**Excerpted text**
*** Begin section ***
Lawrence-Douglas County Public Health board unsure who will lead the health department during gap between directors
photo by: Contributed and Journal-World File Photos
Lawrence-Douglas County Public Health’s search for its next director is moving into the active recruitment stage, but the tentative timeline may mean the health department’s board has to come up with an interim leader to serve as a representative during the looming city and county budget processes.
The health department’s current director, Dan Partridge, announced his intent to retire last November, effective June 15. But according to Erika Dvorske, the health department board member leading the committee to aid in the director transition process, the target start date for the next director is weeks later on July 5.
The hiring process is on track to make that happen, Dvorske told the board during its monthly meeting Monday evening. Dvorske said Scion Executive Search, the firm the board approved working with to hire a new director last month, is expected to have candidates selected for interviews by early May and pared down to a list of finalists by the last week of the month.
“At this point in time — because we just don’t know, there’s a whole lot of things that could happen — I would suggest that a two to three week window is something that wouldn’t necessarily demand an interim (director), but I think if we’re moving beyond that then we would want to revisit this topic and consider an interim,” Dvorske said.
Regardless of whether the hiring process takes longer than July 5, that date falls right around when the Douglas County Commission typically begins hosting budget hearings with community partner agencies like the health department. Partridge noted that there will need to be someone there to represent the health department it in those discussions, but who that might be wasn’t set in stone by the end of Monday’s meeting.
Another board member, Erica Hill, said leaving it in the board’s hands to do so probably wasn’t the right move.
“It’s kind of odd for me thinking about management versus governance, that the governing body would be acting on behalf of management,” Hill said. “…I still think it’s best practice to have a staff member managing that other staff members can go to if there’s a question or anything. The board is for governing and not management.”
Ultimately, the board didn’t make any decision about who should be next in the chain of command to fill that role once Partridge’s retirement is official in mid-June — board members simply agreed that sometime between now and June 15, they’d make a decision on that front.
In other business, Partridge told the board that Heartland Community Health Center met the Kansas Department of Health and Environment’s March 15 deadline to submit an application for the state’s grant for family-planning service providers, also known as Title X services. Heartland has been in talks with the health department for months to take over for the health department as the county’s grant holder, and Partridge said now the decision is in KDHE’s hands.
“…Every indication that I’ve got says that KDHE’s fully invested in making sure the Title X grant is awarded to this community and it’s executed to the best of Heartland’s ability,” Partridge said.
Until the grant is awarded in July, Partridge reiterated that the health department will continue to facilitate Title X services like contraceptive services and sexually transmitted infection testing and treatment as it has been. Partridge added that the health department submitted a letter of support for Heartland’s recent application to the Health Resources and Services Administration to resume offering services at the health department’s clinic at 200 Maine St. Heartland CEO Julie Branstrom told county leaders earlier this month that she plans for Heartland’s Title X care team to be based there.
*** End section ***
**Work item**
In the article above on the health department's director search, which firm did the board approve to help hire the new director?

**Dataset entries**
*** Begin section ***
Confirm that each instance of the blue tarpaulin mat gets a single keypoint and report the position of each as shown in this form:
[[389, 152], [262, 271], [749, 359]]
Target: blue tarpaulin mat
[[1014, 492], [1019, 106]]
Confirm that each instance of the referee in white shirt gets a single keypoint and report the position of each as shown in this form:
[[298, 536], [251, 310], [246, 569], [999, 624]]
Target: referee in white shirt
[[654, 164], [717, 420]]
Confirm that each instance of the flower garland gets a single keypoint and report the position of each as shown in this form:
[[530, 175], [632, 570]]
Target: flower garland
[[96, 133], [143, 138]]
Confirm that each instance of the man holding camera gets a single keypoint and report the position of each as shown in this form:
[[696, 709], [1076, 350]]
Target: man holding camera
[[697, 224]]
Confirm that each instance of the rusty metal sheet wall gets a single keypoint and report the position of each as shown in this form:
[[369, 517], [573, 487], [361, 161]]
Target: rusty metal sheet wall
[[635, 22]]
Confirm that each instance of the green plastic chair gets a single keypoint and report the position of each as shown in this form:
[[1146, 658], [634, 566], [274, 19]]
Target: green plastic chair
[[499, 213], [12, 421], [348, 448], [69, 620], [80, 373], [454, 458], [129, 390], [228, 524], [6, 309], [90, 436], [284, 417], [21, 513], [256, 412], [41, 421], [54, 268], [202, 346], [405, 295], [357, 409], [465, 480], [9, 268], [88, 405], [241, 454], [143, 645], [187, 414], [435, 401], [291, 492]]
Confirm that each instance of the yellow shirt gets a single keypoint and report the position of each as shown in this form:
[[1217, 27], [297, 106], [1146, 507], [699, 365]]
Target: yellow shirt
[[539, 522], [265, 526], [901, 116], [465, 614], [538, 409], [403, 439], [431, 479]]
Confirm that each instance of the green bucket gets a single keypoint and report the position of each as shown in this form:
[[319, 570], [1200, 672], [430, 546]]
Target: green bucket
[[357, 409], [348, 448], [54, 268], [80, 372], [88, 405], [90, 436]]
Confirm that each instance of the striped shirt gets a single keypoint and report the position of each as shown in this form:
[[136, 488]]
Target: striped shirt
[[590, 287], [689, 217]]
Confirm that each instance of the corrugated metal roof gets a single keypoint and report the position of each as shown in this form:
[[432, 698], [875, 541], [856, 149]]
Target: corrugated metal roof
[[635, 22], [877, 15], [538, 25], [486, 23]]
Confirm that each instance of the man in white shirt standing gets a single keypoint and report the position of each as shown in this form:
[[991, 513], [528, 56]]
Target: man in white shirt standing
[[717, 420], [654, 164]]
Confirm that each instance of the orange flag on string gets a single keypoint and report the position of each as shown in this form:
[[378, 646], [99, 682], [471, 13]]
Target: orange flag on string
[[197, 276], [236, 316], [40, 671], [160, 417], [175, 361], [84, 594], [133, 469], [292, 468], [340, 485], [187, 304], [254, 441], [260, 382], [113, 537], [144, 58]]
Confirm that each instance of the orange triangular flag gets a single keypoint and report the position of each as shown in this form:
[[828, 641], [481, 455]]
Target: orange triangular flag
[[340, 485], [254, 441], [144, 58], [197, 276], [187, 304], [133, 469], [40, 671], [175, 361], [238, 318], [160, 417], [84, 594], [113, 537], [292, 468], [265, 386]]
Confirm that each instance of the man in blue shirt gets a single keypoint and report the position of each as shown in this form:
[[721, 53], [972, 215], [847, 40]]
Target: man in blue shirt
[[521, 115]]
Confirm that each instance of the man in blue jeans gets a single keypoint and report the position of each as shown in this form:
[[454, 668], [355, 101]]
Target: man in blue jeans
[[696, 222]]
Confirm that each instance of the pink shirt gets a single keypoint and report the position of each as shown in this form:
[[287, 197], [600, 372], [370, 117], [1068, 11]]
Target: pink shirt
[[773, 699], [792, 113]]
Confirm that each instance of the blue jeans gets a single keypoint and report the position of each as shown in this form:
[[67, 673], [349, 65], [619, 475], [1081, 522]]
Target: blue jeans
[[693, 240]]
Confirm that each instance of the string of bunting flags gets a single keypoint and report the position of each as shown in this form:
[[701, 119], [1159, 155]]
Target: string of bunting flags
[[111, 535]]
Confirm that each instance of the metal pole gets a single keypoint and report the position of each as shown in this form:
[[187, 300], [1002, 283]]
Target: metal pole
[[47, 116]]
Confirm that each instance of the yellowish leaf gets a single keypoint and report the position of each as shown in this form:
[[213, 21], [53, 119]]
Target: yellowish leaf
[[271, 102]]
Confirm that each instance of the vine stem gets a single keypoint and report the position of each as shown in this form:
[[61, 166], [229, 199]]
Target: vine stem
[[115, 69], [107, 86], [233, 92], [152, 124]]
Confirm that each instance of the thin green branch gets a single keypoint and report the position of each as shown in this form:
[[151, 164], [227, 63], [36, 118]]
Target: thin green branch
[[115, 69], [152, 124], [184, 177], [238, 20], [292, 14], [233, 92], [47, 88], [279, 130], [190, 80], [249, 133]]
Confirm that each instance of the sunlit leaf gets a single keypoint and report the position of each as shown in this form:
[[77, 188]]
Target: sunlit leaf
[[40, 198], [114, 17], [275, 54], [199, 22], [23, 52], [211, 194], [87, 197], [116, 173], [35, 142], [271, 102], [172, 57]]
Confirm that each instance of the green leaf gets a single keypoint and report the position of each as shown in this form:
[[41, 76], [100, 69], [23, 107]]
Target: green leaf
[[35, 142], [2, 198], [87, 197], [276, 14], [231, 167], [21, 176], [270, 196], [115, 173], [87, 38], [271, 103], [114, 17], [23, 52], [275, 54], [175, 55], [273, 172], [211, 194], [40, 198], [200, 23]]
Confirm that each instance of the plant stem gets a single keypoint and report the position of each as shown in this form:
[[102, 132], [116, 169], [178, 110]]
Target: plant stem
*** End section ***
**Result of the exercise**
Scion Executive Search